**What this task involves:** Copy out the entries in full and with complete accuracy; pictures are excluded.

Stored items:
[start]
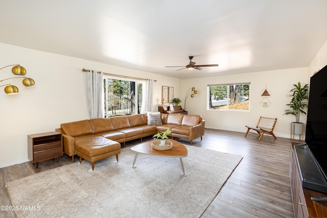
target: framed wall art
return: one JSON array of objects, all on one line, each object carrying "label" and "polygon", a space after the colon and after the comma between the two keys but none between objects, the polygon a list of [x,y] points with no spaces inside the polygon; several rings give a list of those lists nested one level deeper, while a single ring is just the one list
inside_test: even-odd
[{"label": "framed wall art", "polygon": [[174,98],[174,87],[162,86],[162,103],[171,103]]}]

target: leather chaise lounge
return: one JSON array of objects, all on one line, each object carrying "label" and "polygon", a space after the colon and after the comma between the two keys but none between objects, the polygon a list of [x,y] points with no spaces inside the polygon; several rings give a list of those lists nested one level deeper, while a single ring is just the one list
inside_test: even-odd
[{"label": "leather chaise lounge", "polygon": [[84,120],[62,123],[56,130],[62,133],[63,151],[89,161],[94,170],[95,162],[116,156],[121,152],[121,144],[151,136],[170,128],[169,136],[192,140],[204,135],[205,121],[199,115],[160,114],[161,124],[152,124],[146,114],[120,116],[109,118]]}]

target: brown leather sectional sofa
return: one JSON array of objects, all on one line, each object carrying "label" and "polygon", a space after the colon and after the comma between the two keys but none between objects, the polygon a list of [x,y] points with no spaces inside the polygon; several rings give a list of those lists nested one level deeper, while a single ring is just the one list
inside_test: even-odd
[{"label": "brown leather sectional sofa", "polygon": [[172,138],[192,140],[204,135],[205,121],[199,115],[160,114],[162,124],[148,125],[146,114],[84,120],[63,123],[56,130],[62,133],[64,153],[92,163],[120,154],[121,144],[170,128]]}]

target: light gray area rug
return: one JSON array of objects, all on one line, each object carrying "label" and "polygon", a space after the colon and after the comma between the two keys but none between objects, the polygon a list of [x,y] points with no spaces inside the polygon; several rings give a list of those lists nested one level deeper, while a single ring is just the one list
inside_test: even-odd
[{"label": "light gray area rug", "polygon": [[91,164],[83,160],[7,183],[19,217],[198,217],[242,157],[186,145],[183,158],[140,154],[122,148]]}]

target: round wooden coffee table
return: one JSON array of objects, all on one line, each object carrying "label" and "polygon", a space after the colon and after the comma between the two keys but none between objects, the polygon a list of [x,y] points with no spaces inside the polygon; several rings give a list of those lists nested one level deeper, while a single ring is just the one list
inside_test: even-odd
[{"label": "round wooden coffee table", "polygon": [[177,141],[175,141],[172,139],[166,139],[166,140],[170,141],[173,143],[173,147],[169,150],[160,150],[152,148],[151,147],[152,141],[144,142],[132,147],[131,148],[131,150],[136,152],[132,167],[136,167],[135,163],[136,161],[137,156],[139,154],[148,155],[154,155],[167,158],[179,158],[179,159],[180,160],[180,164],[182,165],[182,169],[183,170],[183,175],[185,176],[185,170],[184,170],[184,164],[183,164],[182,158],[184,158],[188,156],[188,149],[183,144],[177,142]]}]

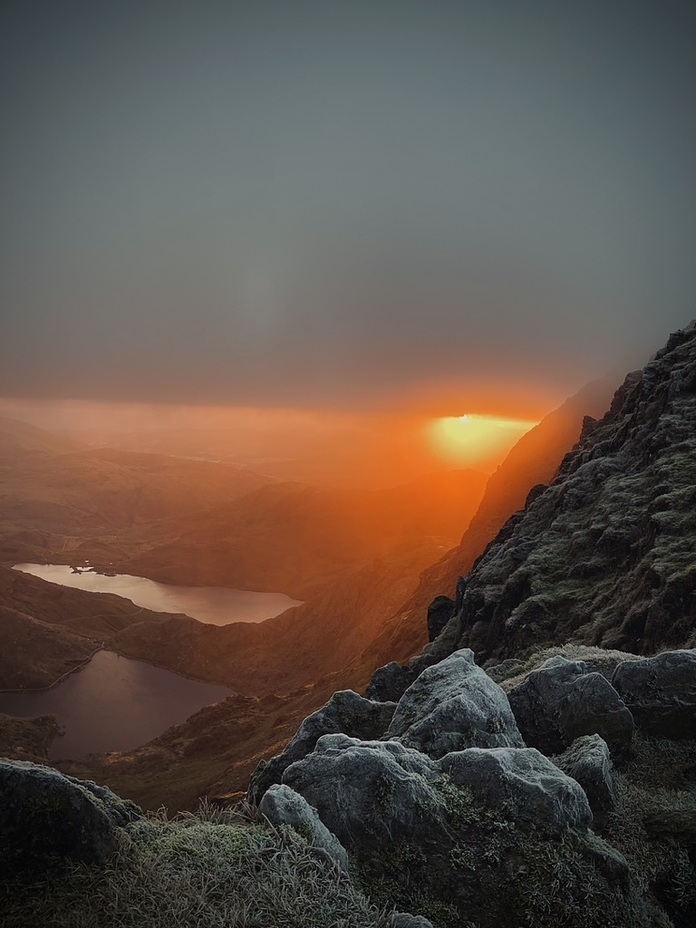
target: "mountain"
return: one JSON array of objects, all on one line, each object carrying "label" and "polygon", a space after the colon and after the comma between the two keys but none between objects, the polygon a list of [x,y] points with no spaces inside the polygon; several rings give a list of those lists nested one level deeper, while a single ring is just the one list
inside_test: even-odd
[{"label": "mountain", "polygon": [[334,693],[249,799],[316,810],[421,924],[693,925],[694,487],[696,324],[585,421],[422,654]]},{"label": "mountain", "polygon": [[[0,847],[19,864],[10,924],[93,898],[106,910],[123,885],[149,898],[150,874],[169,874],[173,859],[183,891],[203,842],[225,848],[206,855],[197,895],[197,923],[213,924],[220,868],[225,881],[230,859],[268,878],[251,841],[272,835],[268,861],[299,841],[331,875],[295,853],[302,889],[280,881],[266,924],[301,923],[279,914],[288,894],[350,884],[391,914],[361,907],[352,922],[325,912],[317,924],[694,925],[695,451],[692,324],[627,377],[600,421],[585,420],[550,485],[529,493],[458,584],[420,656],[378,668],[365,696],[335,691],[258,764],[232,818],[164,834],[94,783],[0,763]],[[266,737],[284,737],[292,700],[311,704],[319,691],[243,699],[236,715],[235,700],[210,707],[134,755],[101,758],[100,777],[113,765],[126,783],[130,767],[151,794],[158,771],[170,779],[183,759],[181,796],[205,770],[224,793],[241,772],[229,742],[258,749],[269,722]],[[83,866],[46,878],[61,860]]]},{"label": "mountain", "polygon": [[629,374],[469,577],[457,647],[696,646],[696,328]]},{"label": "mountain", "polygon": [[175,538],[119,569],[308,599],[348,570],[410,545],[427,546],[432,561],[468,524],[485,483],[484,474],[459,470],[385,490],[271,484],[182,520]]},{"label": "mountain", "polygon": [[510,516],[522,509],[533,487],[550,483],[565,454],[580,437],[586,417],[598,418],[608,408],[616,384],[605,378],[593,381],[545,416],[523,435],[491,475],[476,514],[459,544],[420,576],[417,589],[403,601],[383,632],[369,648],[366,659],[376,666],[386,660],[406,660],[427,642],[423,622],[428,606],[455,590],[490,541]]}]

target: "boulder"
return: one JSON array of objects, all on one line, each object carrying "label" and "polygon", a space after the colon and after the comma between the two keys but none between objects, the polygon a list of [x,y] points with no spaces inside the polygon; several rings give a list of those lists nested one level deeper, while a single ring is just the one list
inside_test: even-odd
[{"label": "boulder", "polygon": [[323,735],[314,751],[288,766],[283,783],[300,793],[348,850],[381,850],[444,825],[432,762],[398,741]]},{"label": "boulder", "polygon": [[631,743],[630,711],[609,681],[588,672],[583,661],[552,657],[508,698],[525,742],[544,754],[562,753],[581,735],[601,735],[612,751]]},{"label": "boulder", "polygon": [[651,924],[636,914],[626,861],[588,830],[580,785],[534,749],[434,760],[330,734],[283,783],[316,808],[367,895],[432,924],[550,924],[551,898],[554,925],[579,912],[586,924]]},{"label": "boulder", "polygon": [[0,760],[0,869],[34,874],[68,858],[103,863],[132,802],[89,781],[28,761]]},{"label": "boulder", "polygon": [[608,812],[616,805],[614,765],[609,745],[599,735],[583,735],[558,757],[554,763],[582,786],[597,814]]},{"label": "boulder", "polygon": [[696,737],[696,651],[625,661],[614,671],[612,685],[648,734]]},{"label": "boulder", "polygon": [[272,825],[290,825],[314,847],[325,851],[344,873],[348,872],[348,855],[335,835],[324,825],[317,810],[289,786],[274,783],[263,795],[259,812]]},{"label": "boulder", "polygon": [[467,747],[523,747],[503,690],[468,648],[426,668],[397,704],[386,733],[438,758]]},{"label": "boulder", "polygon": [[365,690],[365,698],[377,702],[398,702],[416,676],[416,672],[410,667],[390,661],[383,667],[378,667],[372,674]]},{"label": "boulder", "polygon": [[322,735],[342,732],[365,740],[380,738],[395,708],[396,703],[366,699],[353,690],[334,693],[325,706],[307,716],[282,754],[261,761],[249,784],[250,801],[258,805],[268,787],[281,782],[285,768],[309,754]]},{"label": "boulder", "polygon": [[534,748],[469,748],[443,757],[440,769],[518,825],[561,834],[584,832],[592,824],[581,786]]}]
[end]
**Solution to this task:**
target: framed wall art
return: one JSON array of objects, all on one line, each object carrying "label" and "polygon", a space after the colon and after the comma between the two keys but none between objects, the polygon a list of [x,y] points with no spaces inside the polygon; several rings give a list of those lists nested one level deeper, while a single ring is just the one list
inside_test: even-odd
[{"label": "framed wall art", "polygon": [[174,98],[174,87],[162,86],[162,103],[171,103]]}]

target: leather chaise lounge
return: one JSON array of objects, all on one line, each object carrying "label" and "polygon", a space after the colon and after the comma between the two keys but none between objects, the polygon a list of [x,y] points with no spaces inside the polygon; several rings give a list of those lists nested one level deeper, while a single ring is just the one list
inside_test: even-odd
[{"label": "leather chaise lounge", "polygon": [[84,120],[62,123],[56,130],[62,133],[63,151],[89,161],[94,170],[95,162],[116,156],[121,152],[121,144],[151,136],[170,128],[169,136],[192,140],[204,135],[205,121],[199,115],[160,114],[161,124],[152,124],[146,114],[120,116],[109,118]]}]

target: brown leather sectional sofa
return: one JSON array of objects, all on one line, each object carrying "label" and "polygon", a space after the colon and after the comma between the two keys but none between objects, the polygon a list of [x,y] points with no spaces inside the polygon; several rings give a list of those lists nested one level deeper, while a single ring is just the one list
inside_test: even-odd
[{"label": "brown leather sectional sofa", "polygon": [[172,138],[192,140],[204,135],[205,121],[199,115],[160,114],[162,124],[148,125],[146,114],[84,120],[63,123],[56,130],[62,133],[64,153],[92,163],[120,154],[121,144],[170,128]]}]

target: light gray area rug
return: one JSON array of objects, all on one line, each object carrying "label" and "polygon", a space after the colon and after the comma between the two keys but none between objects, the polygon a list of [x,y] points with no spaces inside the polygon; several rings give a list of those lists nested one level deeper, while a single ring is just the one list
inside_test: even-odd
[{"label": "light gray area rug", "polygon": [[91,164],[83,160],[7,183],[19,217],[198,217],[242,157],[186,145],[183,158],[140,154],[122,148]]}]

target: round wooden coffee table
return: one JSON array of objects, all on one line, each object carrying "label" and "polygon", a space after the colon and after the comma between the two keys but none between objects, the polygon a list of [x,y] points with no spaces inside the polygon; several rings give a list of those lists nested one level deeper, while a single ring is just the one list
inside_test: even-odd
[{"label": "round wooden coffee table", "polygon": [[177,141],[175,141],[172,139],[166,139],[166,140],[170,141],[173,143],[173,147],[169,150],[160,150],[152,148],[151,147],[152,141],[144,142],[132,147],[131,148],[131,150],[136,152],[132,167],[136,167],[135,163],[136,161],[137,156],[139,154],[148,155],[154,155],[167,158],[179,158],[179,159],[180,160],[180,164],[182,165],[182,169],[183,170],[183,175],[185,176],[185,170],[184,170],[184,164],[183,164],[182,158],[184,158],[188,156],[188,149],[183,144],[177,142]]}]

target: "mountain"
return: one JSON array of objects, all on one line, each object carrying "label" and "polygon", a space after the colon and after the comma between the two keys but none between objects, the polygon a list of [x,y] points with no spaces inside the polygon; several rings give a list of those lists nested one level deeper, while a single ring is just the one list
inside_test: even-odd
[{"label": "mountain", "polygon": [[334,693],[249,799],[316,810],[421,924],[693,925],[694,487],[696,324],[585,421],[422,654]]},{"label": "mountain", "polygon": [[[0,847],[19,864],[10,924],[93,898],[106,910],[123,885],[149,898],[150,874],[169,874],[173,859],[183,891],[203,842],[225,848],[206,855],[197,895],[197,923],[213,924],[220,868],[225,881],[230,859],[268,878],[251,841],[272,835],[268,861],[299,841],[331,875],[295,853],[302,889],[280,881],[266,924],[301,923],[279,914],[288,894],[350,884],[391,914],[361,907],[352,922],[325,912],[317,924],[694,925],[695,451],[692,324],[627,377],[600,421],[585,420],[550,485],[529,493],[458,584],[420,656],[378,668],[365,696],[335,691],[258,764],[232,818],[164,834],[94,783],[0,763]],[[266,737],[284,737],[292,700],[311,704],[319,691],[243,699],[236,715],[235,700],[210,707],[134,755],[101,758],[100,777],[113,765],[126,783],[130,767],[151,794],[158,771],[170,779],[183,759],[181,796],[205,770],[224,793],[241,772],[229,742],[258,749],[269,722]],[[83,866],[46,878],[61,860]]]},{"label": "mountain", "polygon": [[629,374],[469,577],[457,647],[696,646],[696,328]]},{"label": "mountain", "polygon": [[175,538],[119,569],[308,599],[348,570],[410,545],[427,546],[432,561],[468,524],[485,483],[484,474],[459,470],[385,490],[271,484],[182,520]]},{"label": "mountain", "polygon": [[510,516],[522,509],[533,487],[550,483],[565,454],[580,437],[586,417],[598,418],[608,408],[616,384],[605,378],[593,381],[545,416],[523,435],[491,475],[476,514],[459,544],[420,576],[417,589],[403,601],[383,632],[369,648],[366,659],[376,666],[386,660],[406,660],[427,642],[423,622],[428,606],[455,590],[490,541]]}]

target: "boulder"
return: one JSON array of objects, all on one line, each object carrying "label" and "polygon", a space after the colon and after the comma between the two keys but none between objects, the polygon a list of [x,y] points with no spaces inside the polygon; several rings give a list of those lists nested one level deeper, while a single ring is just the one list
inside_test: even-odd
[{"label": "boulder", "polygon": [[323,735],[314,751],[288,766],[283,783],[300,793],[348,850],[381,850],[444,825],[432,762],[398,741]]},{"label": "boulder", "polygon": [[631,743],[630,711],[609,681],[588,672],[583,661],[552,657],[508,698],[525,742],[544,754],[562,753],[581,735],[601,735],[612,751]]},{"label": "boulder", "polygon": [[651,924],[636,914],[626,861],[588,830],[580,785],[534,749],[434,760],[330,734],[283,783],[316,808],[367,895],[432,924],[550,924],[551,898],[554,925],[579,912],[586,924]]},{"label": "boulder", "polygon": [[0,760],[0,869],[34,874],[68,858],[103,863],[132,802],[89,781],[28,761]]},{"label": "boulder", "polygon": [[608,812],[616,805],[614,765],[609,745],[599,735],[583,735],[558,757],[554,763],[582,786],[597,814]]},{"label": "boulder", "polygon": [[696,737],[696,651],[625,661],[614,671],[612,685],[648,734]]},{"label": "boulder", "polygon": [[272,825],[290,825],[314,847],[325,851],[344,873],[348,872],[348,855],[335,835],[324,825],[317,810],[289,786],[274,783],[263,795],[259,812]]},{"label": "boulder", "polygon": [[467,747],[523,747],[503,690],[468,648],[426,668],[397,704],[386,733],[438,758]]},{"label": "boulder", "polygon": [[365,690],[365,698],[377,702],[398,702],[416,676],[416,672],[410,667],[390,661],[383,667],[378,667],[372,674]]},{"label": "boulder", "polygon": [[322,735],[342,732],[365,740],[380,738],[395,708],[396,703],[366,699],[353,690],[334,693],[325,706],[307,716],[282,754],[261,761],[249,784],[250,801],[258,805],[268,787],[281,782],[285,768],[309,754]]},{"label": "boulder", "polygon": [[534,748],[469,748],[443,757],[440,769],[518,825],[561,834],[584,832],[592,824],[581,786]]}]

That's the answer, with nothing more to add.